Task item:
An identical copy of all the entries is the required result.

(Beginning of Source information)

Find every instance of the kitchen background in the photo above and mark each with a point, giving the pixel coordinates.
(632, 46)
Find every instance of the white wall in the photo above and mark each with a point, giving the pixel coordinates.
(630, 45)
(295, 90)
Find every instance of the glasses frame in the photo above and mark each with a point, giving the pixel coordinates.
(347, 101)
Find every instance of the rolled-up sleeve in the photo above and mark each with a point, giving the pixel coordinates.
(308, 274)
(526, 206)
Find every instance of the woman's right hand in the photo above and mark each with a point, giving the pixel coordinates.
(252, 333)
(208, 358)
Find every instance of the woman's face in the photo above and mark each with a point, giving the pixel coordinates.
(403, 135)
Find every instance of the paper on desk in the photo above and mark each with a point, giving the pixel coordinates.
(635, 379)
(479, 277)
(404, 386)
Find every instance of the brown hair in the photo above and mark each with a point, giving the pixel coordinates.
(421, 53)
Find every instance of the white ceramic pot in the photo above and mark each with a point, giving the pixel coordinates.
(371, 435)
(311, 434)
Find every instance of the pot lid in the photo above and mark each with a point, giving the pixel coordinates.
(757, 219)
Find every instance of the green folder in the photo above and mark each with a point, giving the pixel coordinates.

(End of Source information)

Reply:
Find every instance of the kitchen background in the photo above and mark each with a point, giving the pixel coordinates.
(632, 46)
Find every instance of the white wall in the photo above and mark each with a point, giving the pixel coordinates.
(630, 45)
(295, 90)
Find every instance of the glasses frame in the photo above and mark each with a point, giving the pixel coordinates.
(347, 101)
Find every instance of the rolled-up sleeve in the photo above and mark each with a point, giving the pixel coordinates.
(308, 274)
(526, 206)
Find every instance of the woman's right hand in the photo above and mark each with a point, giving the pixel coordinates.
(252, 333)
(208, 358)
Find every instance of the woman's face in the photo above and mark each with a point, giving the pixel coordinates.
(403, 135)
Find every instance of the paper on desk in the photo above and mark each with a point, giving the pixel coordinates.
(635, 379)
(479, 277)
(404, 386)
Find every instance of the brown hair in the photo above and mark each with a point, giving the pixel coordinates.
(421, 53)
Find every instance of the white ceramic pot in the photo above and mark each with a point, giving the pixel coordinates.
(371, 435)
(311, 434)
Find every instance of the pot lid in the photo above and mark each with a point, giving the pixel coordinates.
(757, 219)
Find every instance of the green folder in the photo above and mark each with a point, giving the pixel coordinates.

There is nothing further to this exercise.